OBJECTIF VISÉ: Extrayez toutes les lignes des enregistrements et recopiez-les à l'identique, en omettant les images.

>>

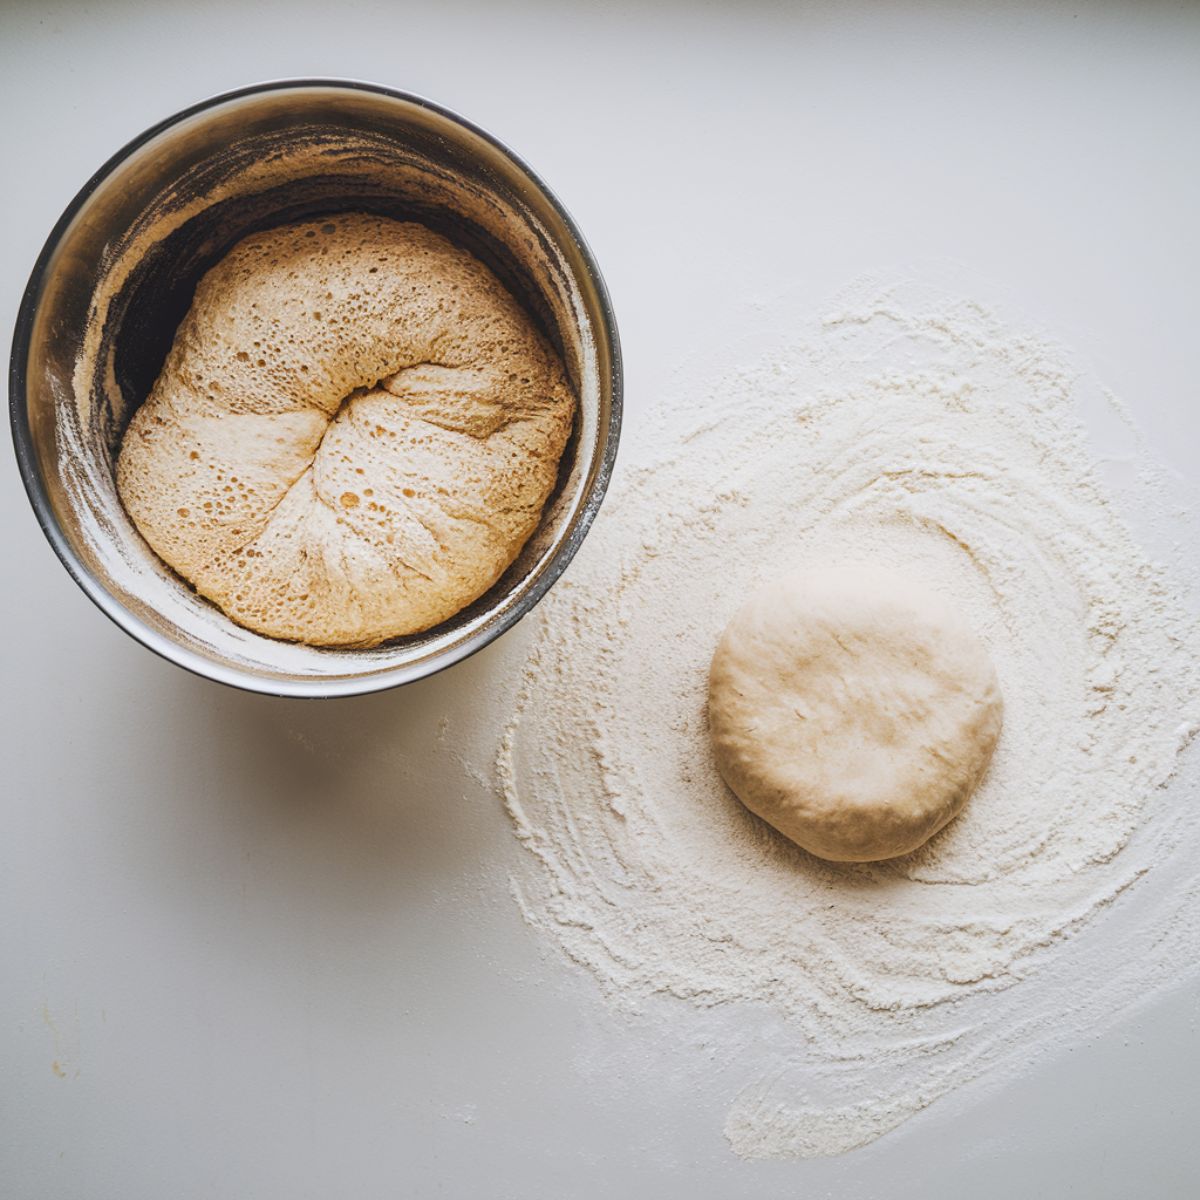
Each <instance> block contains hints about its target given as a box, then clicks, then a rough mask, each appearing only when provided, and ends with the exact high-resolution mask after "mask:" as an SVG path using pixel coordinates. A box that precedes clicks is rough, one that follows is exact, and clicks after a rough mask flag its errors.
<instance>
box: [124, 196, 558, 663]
mask: <svg viewBox="0 0 1200 1200" xmlns="http://www.w3.org/2000/svg"><path fill="white" fill-rule="evenodd" d="M574 412H575V397H574V395H572V392H571V389H570V386H569V384H568V380H566V377H565V374H564V372H563V366H562V362H560V361H559V360H558V358H557V355H556V354H554V353H553V350H552V349H551V348H550V346H547V343H546V342H545V341H544V338H542V337H541V336H540V334H539V332H538V331H536V329H535V328H534V325H533V323H532V322H530V320H529V317H528V316H527V314H526V312H524V311H523V310H522V308H521V307H520V305H518V304H517V302H516V300H514V299H512V296H511V295H509V293H508V292H506V290H505V289H504V288H503V287H502V286H500V282H499V281H498V280H497V278H496V276H494V275H492V272H491V271H490V270H488V269H487V268H486V266H485V265H484V264H482V263H480V262H479V260H478V259H475V258H474V257H472V256H470V254H468V253H467V252H466V251H463V250H460V248H458V247H456V246H454V245H452V244H451V242H449V241H448V240H446V239H445V238H442V236H440V235H438V234H436V233H433V232H432V230H431V229H427V228H426V227H425V226H420V224H414V223H412V222H398V221H391V220H388V218H385V217H377V216H367V215H364V214H343V215H338V216H332V217H325V218H322V220H317V221H305V222H301V223H299V224H290V226H283V227H280V228H276V229H269V230H266V232H264V233H258V234H253V235H252V236H250V238H246V239H245V240H242V241H241V242H239V244H238V245H236V246H234V247H233V250H232V251H230V252H229V253H228V254H227V256H226V257H224V258H223V259H222V260H221V262H220V263H217V265H216V266H214V268H212V269H211V270H210V271H209V272H208V275H205V276H204V278H203V280H202V281H200V283H199V286H198V287H197V289H196V298H194V300H193V302H192V307H191V310H190V311H188V313H187V316H186V317H185V318H184V320H182V323H181V324H180V326H179V330H178V331H176V334H175V340H174V343H173V346H172V349H170V353H169V354H168V356H167V361H166V362H164V364H163V368H162V372H161V374H160V376H158V379H157V382H156V383H155V385H154V390H152V391H151V394H150V396H149V398H148V400H146V402H145V403H144V404H143V406H142V407H140V408H139V409H138V410H137V412H136V413H134V414H133V419H132V421H131V422H130V427H128V430H127V431H126V434H125V439H124V442H122V445H121V452H120V457H119V460H118V467H116V482H118V488H119V492H120V496H121V500H122V503H124V504H125V508H126V511H127V512H128V514H130V516H131V517H132V518H133V522H134V524H137V527H138V529H139V530H140V533H142V535H143V536H144V538H145V540H146V541H148V542H149V544H150V546H151V548H152V550H154V551H155V553H157V554H158V557H160V558H162V559H163V560H164V562H166V563H167V564H168V565H170V566H172V568H174V570H175V571H178V572H179V574H180V575H181V576H182V577H184V578H185V580H187V581H190V582H191V583H192V586H193V587H194V588H196V590H197V592H199V593H200V595H203V596H206V598H208V599H209V600H211V601H212V602H214V604H216V605H218V606H220V607H221V608H222V610H224V612H226V613H227V614H228V616H229V617H230V618H232V619H233V620H235V622H238V623H239V624H241V625H245V626H247V628H248V629H253V630H256V631H258V632H260V634H266V635H269V636H271V637H278V638H284V640H292V641H301V642H310V643H312V644H316V646H374V644H378V643H379V642H383V641H386V640H389V638H392V637H398V636H401V635H403V634H415V632H419V631H421V630H425V629H430V628H431V626H433V625H437V624H438V623H440V622H443V620H445V619H446V618H449V617H451V616H454V613H456V612H458V610H461V608H463V607H466V606H467V605H468V604H470V602H472V601H473V600H475V599H476V598H479V596H480V595H482V594H484V593H485V592H486V590H487V589H488V588H490V587H491V586H492V584H493V583H494V582H496V581H497V580H498V578H499V577H500V575H502V574H503V572H504V570H505V569H506V568H508V566H509V564H510V563H511V562H512V560H514V559H515V558H516V556H517V553H518V552H520V550H521V547H522V546H523V545H524V544H526V541H527V540H528V538H529V535H530V534H532V533H533V532H534V529H535V528H536V526H538V522H539V520H540V517H541V510H542V506H544V505H545V503H546V499H547V498H548V496H550V493H551V490H552V488H553V486H554V481H556V479H557V474H558V461H559V458H560V456H562V454H563V449H564V446H565V445H566V439H568V436H569V434H570V431H571V424H572V420H574Z"/></svg>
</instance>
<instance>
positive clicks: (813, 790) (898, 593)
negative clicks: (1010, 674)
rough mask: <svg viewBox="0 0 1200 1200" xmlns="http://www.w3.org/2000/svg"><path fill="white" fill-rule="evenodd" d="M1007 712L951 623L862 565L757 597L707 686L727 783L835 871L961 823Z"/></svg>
mask: <svg viewBox="0 0 1200 1200" xmlns="http://www.w3.org/2000/svg"><path fill="white" fill-rule="evenodd" d="M1001 713H1002V704H1001V697H1000V688H998V685H997V683H996V672H995V668H994V667H992V665H991V659H990V658H989V655H988V652H986V650H985V649H984V647H983V644H982V643H980V642H979V640H978V638H977V637H976V636H974V634H973V632H972V631H971V630H970V629H968V628H967V626H966V625H965V624H964V622H962V620H961V619H960V618H959V616H958V614H956V613H955V612H954V611H953V610H952V608H950V607H949V606H948V605H947V604H946V602H944V601H943V600H942V599H941V598H938V596H937V595H935V594H932V593H931V592H928V590H925V589H924V588H922V587H918V586H917V584H916V583H912V582H910V581H908V580H905V578H902V577H900V576H896V575H894V574H892V572H890V571H884V570H880V569H877V568H870V566H859V565H853V566H839V568H828V569H824V570H818V571H808V572H804V574H799V575H794V576H792V577H790V578H785V580H781V581H780V582H778V583H773V584H770V586H768V587H766V588H763V589H762V590H760V592H757V593H756V594H755V595H754V596H751V599H750V600H749V601H748V604H746V605H745V606H744V607H743V608H742V610H740V611H739V612H738V613H737V616H736V617H734V618H733V620H732V622H731V623H730V625H728V628H727V629H726V630H725V634H724V635H722V637H721V641H720V643H719V646H718V648H716V653H715V654H714V656H713V666H712V673H710V677H709V722H710V728H712V737H713V746H714V750H715V755H716V763H718V767H719V769H720V772H721V774H722V776H724V778H725V781H726V782H727V784H728V785H730V787H732V788H733V791H734V792H736V793H737V796H738V798H739V799H740V800H742V802H743V803H744V804H745V805H746V808H749V809H750V810H751V811H754V812H757V814H758V816H761V817H762V818H763V820H766V821H769V822H770V823H772V824H773V826H774V827H775V828H776V829H779V830H780V832H781V833H784V834H786V835H787V836H788V838H791V839H792V840H793V841H796V842H798V844H799V845H800V846H803V847H804V848H805V850H809V851H811V852H812V853H814V854H818V856H820V857H821V858H829V859H834V860H842V862H870V860H874V859H880V858H893V857H894V856H896V854H904V853H907V852H908V851H911V850H916V848H917V847H918V846H919V845H920V844H922V842H924V841H925V840H926V839H928V838H931V836H932V835H934V834H935V833H937V830H938V829H941V828H942V827H943V826H944V824H947V822H949V821H950V820H952V818H953V817H954V816H956V815H958V812H959V811H960V810H961V809H962V806H964V805H965V804H966V802H967V799H968V797H970V796H971V793H972V792H973V791H974V788H976V785H977V784H978V782H979V780H980V778H982V776H983V773H984V770H985V769H986V767H988V762H989V760H990V758H991V752H992V750H994V749H995V745H996V739H997V737H998V736H1000V726H1001Z"/></svg>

<<

TÂCHE ACCOMPLIE:
Each <instance> block contains hints about its target given as a box, then clicks, then a rough mask, each appearing only when provided, and ends with the exact high-resolution mask after "mask:" as an SVG path using pixel coordinates. A box that precedes clicks is rough, one that follows is exact, and clicks after a rough mask flag its errors.
<instance>
box: [124, 196, 558, 663]
mask: <svg viewBox="0 0 1200 1200" xmlns="http://www.w3.org/2000/svg"><path fill="white" fill-rule="evenodd" d="M574 412H575V397H574V395H572V392H571V389H570V386H569V384H568V380H566V377H565V374H564V372H563V366H562V362H560V361H559V360H558V358H557V355H556V354H554V353H553V350H552V349H551V348H550V346H547V343H546V342H545V341H544V338H542V337H541V336H540V334H539V332H538V331H536V329H535V328H534V325H533V323H532V322H530V320H529V317H528V316H527V314H526V312H524V311H523V310H522V308H521V307H520V305H518V304H517V302H516V300H514V299H512V296H511V295H509V293H508V292H506V290H505V289H504V288H503V287H502V286H500V282H499V281H498V280H497V278H496V276H494V275H492V272H491V271H490V270H488V269H487V268H486V266H485V265H484V264H482V263H480V262H479V260H478V259H475V258H474V257H472V256H470V254H468V253H467V252H466V251H463V250H460V248H458V247H456V246H454V245H452V244H451V242H449V241H448V240H446V239H445V238H442V236H440V235H438V234H436V233H433V232H432V230H431V229H427V228H426V227H425V226H420V224H414V223H412V222H398V221H391V220H388V218H385V217H377V216H367V215H364V214H343V215H338V216H332V217H325V218H322V220H317V221H305V222H301V223H299V224H290V226H283V227H280V228H276V229H269V230H266V232H264V233H258V234H253V235H252V236H250V238H246V239H245V240H242V241H241V242H239V244H238V245H236V246H234V247H233V250H232V251H230V252H229V253H228V254H227V256H226V257H224V258H223V259H222V260H221V262H220V263H217V265H216V266H214V268H212V269H211V270H210V271H209V272H208V275H205V276H204V278H203V280H202V281H200V283H199V286H198V287H197V289H196V298H194V300H193V302H192V307H191V310H190V311H188V313H187V316H186V317H185V318H184V320H182V323H181V324H180V326H179V330H178V331H176V334H175V340H174V343H173V346H172V349H170V353H169V354H168V356H167V361H166V362H164V364H163V368H162V372H161V374H160V376H158V379H157V382H156V383H155V385H154V390H152V391H151V394H150V396H149V398H148V400H146V402H145V403H144V404H143V406H142V407H140V408H139V409H138V410H137V412H136V413H134V414H133V419H132V421H131V422H130V427H128V430H127V431H126V434H125V439H124V442H122V445H121V452H120V457H119V460H118V467H116V482H118V488H119V492H120V496H121V500H122V503H124V504H125V508H126V511H127V512H128V514H130V516H131V517H132V518H133V522H134V524H137V527H138V529H139V530H140V533H142V535H143V536H144V538H145V540H146V541H148V542H149V544H150V546H151V548H152V550H154V551H155V553H157V554H158V557H160V558H162V559H163V560H164V562H166V563H167V564H168V565H170V566H172V568H174V570H175V571H178V572H179V574H180V575H181V576H182V577H184V578H185V580H187V581H190V582H191V583H192V586H193V587H194V588H196V590H197V592H199V593H200V595H203V596H206V598H208V599H209V600H211V601H212V602H214V604H216V605H218V606H220V607H221V608H222V610H224V612H226V613H227V614H228V616H229V617H230V618H232V619H233V620H235V622H238V623H239V624H241V625H245V626H247V628H248V629H253V630H256V631H258V632H260V634H266V635H269V636H271V637H278V638H284V640H292V641H301V642H310V643H312V644H316V646H374V644H378V643H379V642H383V641H386V640H389V638H392V637H398V636H401V635H403V634H415V632H419V631H421V630H425V629H430V628H431V626H433V625H437V624H438V623H440V622H443V620H445V619H446V618H449V617H451V616H454V613H456V612H458V610H461V608H463V607H466V606H467V605H468V604H470V602H472V601H473V600H475V599H476V598H479V596H480V595H482V594H484V593H485V592H486V590H487V589H488V588H490V587H491V586H492V584H493V583H494V582H496V581H497V580H498V578H499V577H500V575H502V574H503V572H504V570H505V569H506V568H508V566H509V564H510V563H511V562H512V560H514V559H515V558H516V556H517V553H518V552H520V550H521V547H522V546H523V545H524V544H526V541H527V540H528V538H529V535H530V534H532V533H533V532H534V529H535V528H536V526H538V522H539V520H540V517H541V510H542V506H544V505H545V503H546V499H547V498H548V496H550V493H551V490H552V488H553V486H554V481H556V479H557V474H558V461H559V458H560V456H562V454H563V449H564V446H565V445H566V439H568V436H569V434H570V431H571V424H572V420H574Z"/></svg>
</instance>
<instance>
positive clicks: (813, 790) (898, 593)
negative clicks: (1010, 674)
rough mask: <svg viewBox="0 0 1200 1200" xmlns="http://www.w3.org/2000/svg"><path fill="white" fill-rule="evenodd" d="M1007 712L951 623L862 565L757 597L707 686L727 783L835 871L961 823Z"/></svg>
mask: <svg viewBox="0 0 1200 1200" xmlns="http://www.w3.org/2000/svg"><path fill="white" fill-rule="evenodd" d="M1001 713H1002V704H1001V697H1000V688H998V685H997V683H996V672H995V668H994V667H992V665H991V659H990V658H989V655H988V652H986V650H985V649H984V647H983V644H982V643H980V642H979V640H978V638H977V637H976V636H974V634H973V632H972V631H971V630H970V629H968V628H967V626H966V625H965V624H964V622H962V620H961V619H960V618H959V616H958V614H956V613H955V612H954V611H953V610H952V608H950V607H949V606H948V605H947V604H946V602H944V601H943V600H942V599H941V598H938V596H937V595H935V594H932V593H931V592H928V590H925V589H924V588H922V587H918V586H917V584H916V583H912V582H910V581H908V580H905V578H902V577H900V576H896V575H894V574H892V572H890V571H884V570H880V569H877V568H870V566H859V565H853V566H839V568H828V569H824V570H818V571H808V572H804V574H799V575H794V576H792V577H790V578H785V580H781V581H780V582H778V583H773V584H770V586H768V587H766V588H763V589H762V590H760V592H757V593H756V594H755V595H754V596H751V599H750V600H749V601H748V604H746V605H745V606H744V607H743V608H742V610H740V611H739V612H738V613H737V616H736V617H734V618H733V620H732V622H731V623H730V625H728V628H727V629H726V630H725V634H724V635H722V637H721V641H720V643H719V646H718V648H716V653H715V654H714V656H713V666H712V673H710V677H709V722H710V728H712V737H713V746H714V750H715V755H716V763H718V767H719V769H720V772H721V774H722V776H724V778H725V781H726V782H727V784H728V785H730V787H732V788H733V791H734V792H736V793H737V796H738V798H739V799H740V800H742V802H743V803H744V804H745V805H746V808H749V809H750V810H751V811H754V812H757V814H758V816H761V817H762V818H763V820H766V821H769V822H770V823H772V824H773V826H774V827H775V828H776V829H779V830H780V832H781V833H784V834H786V835H787V836H788V838H791V839H792V840H793V841H796V842H798V844H799V845H800V846H803V847H804V848H805V850H809V851H811V852H812V853H814V854H818V856H820V857H821V858H829V859H834V860H842V862H870V860H874V859H880V858H893V857H894V856H896V854H904V853H907V852H908V851H911V850H916V848H917V847H918V846H919V845H920V844H922V842H924V841H925V840H926V839H928V838H931V836H932V835H934V834H935V833H937V830H938V829H941V828H942V827H943V826H944V824H947V822H949V821H950V820H952V818H953V817H954V816H956V815H958V812H959V811H960V810H961V809H962V806H964V805H965V804H966V802H967V799H968V797H970V796H971V793H972V792H973V791H974V788H976V785H977V784H978V782H979V780H980V778H982V776H983V773H984V770H985V769H986V767H988V762H989V760H990V758H991V752H992V750H994V749H995V745H996V739H997V737H998V736H1000V726H1001Z"/></svg>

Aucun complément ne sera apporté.